▸ **Challenge**: Will you give every entry again exactly as it stands?

▸ **Data extract**:
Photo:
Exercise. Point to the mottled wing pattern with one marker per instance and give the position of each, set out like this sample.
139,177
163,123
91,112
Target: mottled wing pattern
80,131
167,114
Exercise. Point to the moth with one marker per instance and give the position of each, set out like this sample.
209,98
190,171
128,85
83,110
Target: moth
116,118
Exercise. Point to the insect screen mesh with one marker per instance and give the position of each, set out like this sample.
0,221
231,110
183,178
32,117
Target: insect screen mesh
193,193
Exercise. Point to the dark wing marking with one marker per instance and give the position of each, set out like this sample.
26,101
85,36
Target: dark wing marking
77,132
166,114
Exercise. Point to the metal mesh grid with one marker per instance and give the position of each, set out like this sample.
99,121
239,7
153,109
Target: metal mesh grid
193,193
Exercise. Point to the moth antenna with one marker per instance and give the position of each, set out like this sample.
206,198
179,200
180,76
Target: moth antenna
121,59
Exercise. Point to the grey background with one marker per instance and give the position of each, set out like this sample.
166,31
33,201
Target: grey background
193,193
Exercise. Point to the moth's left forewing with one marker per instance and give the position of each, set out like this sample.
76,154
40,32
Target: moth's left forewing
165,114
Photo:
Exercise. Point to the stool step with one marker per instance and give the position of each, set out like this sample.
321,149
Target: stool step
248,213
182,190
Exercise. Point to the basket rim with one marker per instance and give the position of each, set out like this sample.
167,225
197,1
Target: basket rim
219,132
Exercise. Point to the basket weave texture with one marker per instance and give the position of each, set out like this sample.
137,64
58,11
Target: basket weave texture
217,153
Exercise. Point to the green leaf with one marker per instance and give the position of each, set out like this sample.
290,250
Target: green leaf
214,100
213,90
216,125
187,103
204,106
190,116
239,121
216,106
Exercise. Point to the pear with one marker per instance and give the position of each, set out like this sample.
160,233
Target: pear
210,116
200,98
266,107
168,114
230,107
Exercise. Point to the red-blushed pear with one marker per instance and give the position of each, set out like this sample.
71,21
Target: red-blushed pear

▸ **Final result**:
Photo:
Exercise. Point to the mottled wing pattern with one marker per instance and give the position of each, set out like this sample.
139,177
163,123
91,112
Target: mottled wing pattern
80,131
167,114
Exercise. Point to the moth with one marker per instance and give the position of each, set out like this sample.
209,98
190,171
128,85
83,110
Target: moth
116,118
Exercise. Point to the insect screen mesh with one marker per instance and give the position of each, set out like this sample.
0,221
231,110
183,178
32,117
Target: insect screen mesh
193,193
Exercise. Point to the dark wing marking with one marker per instance and give the position of each, set out like this sample.
26,101
85,36
Target: dark wing marking
77,132
166,114
Exercise. Point to the metal mesh grid with one marker per instance and give the position of each, set out like this sample.
99,121
239,7
153,109
Target: metal mesh grid
193,193
Exercise. Point to the moth antenna with one marker per instance and give the position of each, set out like this sample.
206,198
179,200
180,76
Target: moth antenna
121,59
Exercise. Point to the grey background with one marker per instance and give the position of each, set out like this sample.
166,31
33,201
Target: grey background
193,193
Exercise. Point to the moth's left forewing with one marker per instance and give the position of each, set out like this sample.
76,154
40,32
Target: moth's left forewing
165,114
Photo:
Exercise. Point to the stool step with one marker per instance and give the position of each, set out like this sample.
321,149
Target: stool step
248,213
182,190
Exercise. Point to the basket rim with one marker per instance and give the position of each, set out like this sample.
167,225
197,1
Target: basket rim
219,132
Exercise. Point to the basket weave texture with one marker per instance and give the position of each, set out like this sample.
137,64
58,11
Target: basket weave texture
217,153
Exercise. Point to the green leaf with one marker per instance and give the position of each, set out like this sample.
290,250
Target: green leaf
214,100
213,90
216,125
187,103
204,106
190,116
239,121
216,106
Exercise. Point to the pear with one marker per instance and give the position of each, set out like this sample.
160,233
Target: pear
210,116
200,98
266,107
168,114
230,107
Exercise. Point to the red-blushed pear with one marker per instance and give the position of each, set out like this sample.
71,21
Target: red-blushed pear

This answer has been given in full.